• Written task 1: In the notebook, which keys does each dictionary appended to the annotations list contain?
• Written task 2: Which lines in the entries contain the word "wooden"? Pull out each of them and copy it.

• Article:
########

In [None]:
!pip install transformers datasets torch torchvision pandas opencv-python matplotlib


In [None]:
! pip install flash_attn timm einops


In [None]:
! pip install pytesseract

In [None]:
!sudo apt-get install tesseract-ocr -y
!sudo apt-get install tesseract-ocr-ara  # Install Arabic language pack


In [None]:
import pandas as pd
import json
from datasets import DatasetDict, load_dataset
import matplotlib.pyplot as plt
import matplotlib.patches as patches
from transformers import  AutoModelForCausalLM, AutoTokenizer, AutoImageProcessor, AutoProcessor
import torch
import os
from PIL import Image, ImageDraw, ImageFont
import torch
import numpy as np
import pytesseract

In [None]:



# Load detection annotations CSV into DataFrame
detection_annotations_df = pd.read_csv('/content/Licplatesdetection_train.csv')

# Load recognition annotations CSV into DataFrame
recognition_annotations_df = pd.read_csv('/content/Licplatesrecognition_train.csv')


print(detection_annotations_df.head())
print(recognition_annotations_df.head())

In [None]:

def convert_to_coco_format(df, category_id):
    images = []
    annotations = []
    for idx, row in df.iterrows():
        image_id = row['img_id']
        if image_id not in [img['id'] for img in images]:
            images.append({
                "id": image_id,
                "file_name": f"/content/Licplatesdetection_train/{image_id}",
                "height": 1024,
                "width": 1024,
            })
        annotations.append({
            "id": idx,
            "image_id": image_id,
            "category_id": category_id,
            "bbox": [row['xmin'], row['ymin'], row['xmax'] - row['xmin'], row['ymax'] - row['ymin']],
            "area": (row['xmax'] - row['xmin']) * (row['ymax'] - row['ymin']),
            "iscrowd": 0,
        })

########

• Recorded data:
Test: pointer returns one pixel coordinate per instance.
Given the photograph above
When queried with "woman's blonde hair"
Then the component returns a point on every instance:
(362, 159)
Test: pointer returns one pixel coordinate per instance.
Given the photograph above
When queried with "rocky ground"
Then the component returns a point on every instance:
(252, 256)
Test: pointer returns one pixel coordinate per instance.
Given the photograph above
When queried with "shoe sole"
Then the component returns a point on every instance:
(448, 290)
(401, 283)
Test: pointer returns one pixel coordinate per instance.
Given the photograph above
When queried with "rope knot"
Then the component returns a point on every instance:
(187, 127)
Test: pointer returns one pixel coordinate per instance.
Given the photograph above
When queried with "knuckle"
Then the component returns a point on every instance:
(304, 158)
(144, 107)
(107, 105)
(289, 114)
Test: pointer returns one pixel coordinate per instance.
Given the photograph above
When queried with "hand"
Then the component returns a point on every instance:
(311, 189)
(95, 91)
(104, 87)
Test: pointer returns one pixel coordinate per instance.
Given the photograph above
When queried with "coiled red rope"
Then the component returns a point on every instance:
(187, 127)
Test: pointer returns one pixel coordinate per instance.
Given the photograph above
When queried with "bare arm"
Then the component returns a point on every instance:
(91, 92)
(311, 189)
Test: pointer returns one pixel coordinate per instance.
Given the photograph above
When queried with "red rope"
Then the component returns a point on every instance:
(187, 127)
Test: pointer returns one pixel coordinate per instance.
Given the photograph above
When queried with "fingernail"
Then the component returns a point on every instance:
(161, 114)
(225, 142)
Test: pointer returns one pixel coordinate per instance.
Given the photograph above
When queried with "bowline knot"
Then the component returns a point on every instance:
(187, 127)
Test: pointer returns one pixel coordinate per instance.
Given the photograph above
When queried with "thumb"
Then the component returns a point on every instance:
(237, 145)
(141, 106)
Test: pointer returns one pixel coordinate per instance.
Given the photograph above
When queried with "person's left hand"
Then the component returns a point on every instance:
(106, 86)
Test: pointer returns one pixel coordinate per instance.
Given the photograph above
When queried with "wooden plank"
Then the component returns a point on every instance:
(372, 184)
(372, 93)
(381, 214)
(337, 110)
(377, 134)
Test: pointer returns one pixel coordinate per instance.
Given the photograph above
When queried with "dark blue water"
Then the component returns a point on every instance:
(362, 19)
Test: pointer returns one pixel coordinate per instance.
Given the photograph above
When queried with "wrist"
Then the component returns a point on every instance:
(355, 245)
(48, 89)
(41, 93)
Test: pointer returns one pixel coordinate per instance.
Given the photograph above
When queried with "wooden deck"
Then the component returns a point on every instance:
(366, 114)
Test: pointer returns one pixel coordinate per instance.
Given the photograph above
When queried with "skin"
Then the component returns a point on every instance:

########

• Reply 1: id, image_id, category_id, bbox, area, iscrowd

• Reply 2:
When queried with "wooden plank"
When queried with "wooden deck"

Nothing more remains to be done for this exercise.